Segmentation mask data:
= Beginning of Section =

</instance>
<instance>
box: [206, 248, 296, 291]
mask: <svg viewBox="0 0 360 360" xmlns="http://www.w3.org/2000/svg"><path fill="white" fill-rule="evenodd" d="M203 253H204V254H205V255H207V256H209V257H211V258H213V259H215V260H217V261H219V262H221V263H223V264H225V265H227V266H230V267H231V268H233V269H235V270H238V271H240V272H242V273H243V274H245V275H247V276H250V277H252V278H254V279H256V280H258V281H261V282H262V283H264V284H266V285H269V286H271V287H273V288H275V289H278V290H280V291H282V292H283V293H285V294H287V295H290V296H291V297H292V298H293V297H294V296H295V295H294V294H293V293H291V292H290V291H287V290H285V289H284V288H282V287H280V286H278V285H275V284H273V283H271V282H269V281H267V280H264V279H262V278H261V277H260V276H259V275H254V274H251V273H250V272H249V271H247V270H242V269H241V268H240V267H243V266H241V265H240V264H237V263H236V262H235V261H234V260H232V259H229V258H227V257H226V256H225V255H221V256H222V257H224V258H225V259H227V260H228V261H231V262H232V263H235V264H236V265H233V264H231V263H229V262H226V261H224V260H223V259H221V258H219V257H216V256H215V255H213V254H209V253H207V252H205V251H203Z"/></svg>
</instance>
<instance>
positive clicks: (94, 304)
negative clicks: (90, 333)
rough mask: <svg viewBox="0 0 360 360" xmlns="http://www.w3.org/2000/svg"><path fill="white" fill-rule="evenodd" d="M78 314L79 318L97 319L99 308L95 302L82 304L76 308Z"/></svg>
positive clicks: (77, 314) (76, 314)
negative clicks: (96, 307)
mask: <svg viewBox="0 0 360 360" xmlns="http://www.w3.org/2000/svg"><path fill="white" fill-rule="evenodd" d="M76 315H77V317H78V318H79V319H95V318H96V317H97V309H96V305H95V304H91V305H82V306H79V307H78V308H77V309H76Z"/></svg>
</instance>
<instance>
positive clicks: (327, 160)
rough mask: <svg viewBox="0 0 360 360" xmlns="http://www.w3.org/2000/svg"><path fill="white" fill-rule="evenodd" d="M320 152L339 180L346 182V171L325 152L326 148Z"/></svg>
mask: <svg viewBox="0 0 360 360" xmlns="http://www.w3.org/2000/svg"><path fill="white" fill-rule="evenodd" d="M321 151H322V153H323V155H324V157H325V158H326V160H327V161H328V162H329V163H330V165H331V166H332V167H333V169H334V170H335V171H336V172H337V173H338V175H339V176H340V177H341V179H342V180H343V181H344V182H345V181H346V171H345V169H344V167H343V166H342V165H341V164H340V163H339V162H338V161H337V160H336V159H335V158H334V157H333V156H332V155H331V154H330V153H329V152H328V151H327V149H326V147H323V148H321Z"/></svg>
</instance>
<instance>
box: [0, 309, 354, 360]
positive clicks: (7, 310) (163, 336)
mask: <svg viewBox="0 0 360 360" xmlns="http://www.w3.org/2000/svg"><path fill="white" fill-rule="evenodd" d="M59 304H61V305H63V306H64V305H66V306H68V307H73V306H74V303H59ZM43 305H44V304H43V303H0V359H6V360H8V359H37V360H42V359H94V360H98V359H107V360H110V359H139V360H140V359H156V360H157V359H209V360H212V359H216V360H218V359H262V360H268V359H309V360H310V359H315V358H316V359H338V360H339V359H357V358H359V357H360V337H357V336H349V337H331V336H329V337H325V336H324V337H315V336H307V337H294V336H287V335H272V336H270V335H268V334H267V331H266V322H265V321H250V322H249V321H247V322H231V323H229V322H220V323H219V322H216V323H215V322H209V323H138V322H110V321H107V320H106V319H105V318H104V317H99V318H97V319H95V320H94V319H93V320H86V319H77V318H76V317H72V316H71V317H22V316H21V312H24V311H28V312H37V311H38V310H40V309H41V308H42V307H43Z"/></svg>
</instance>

= End of Section =

-- Task item --
Filter the records above down to the lines that contain the string "negative", and list each such line.

-- Solution below --
negative clicks: (90, 333)
negative clicks: (96, 307)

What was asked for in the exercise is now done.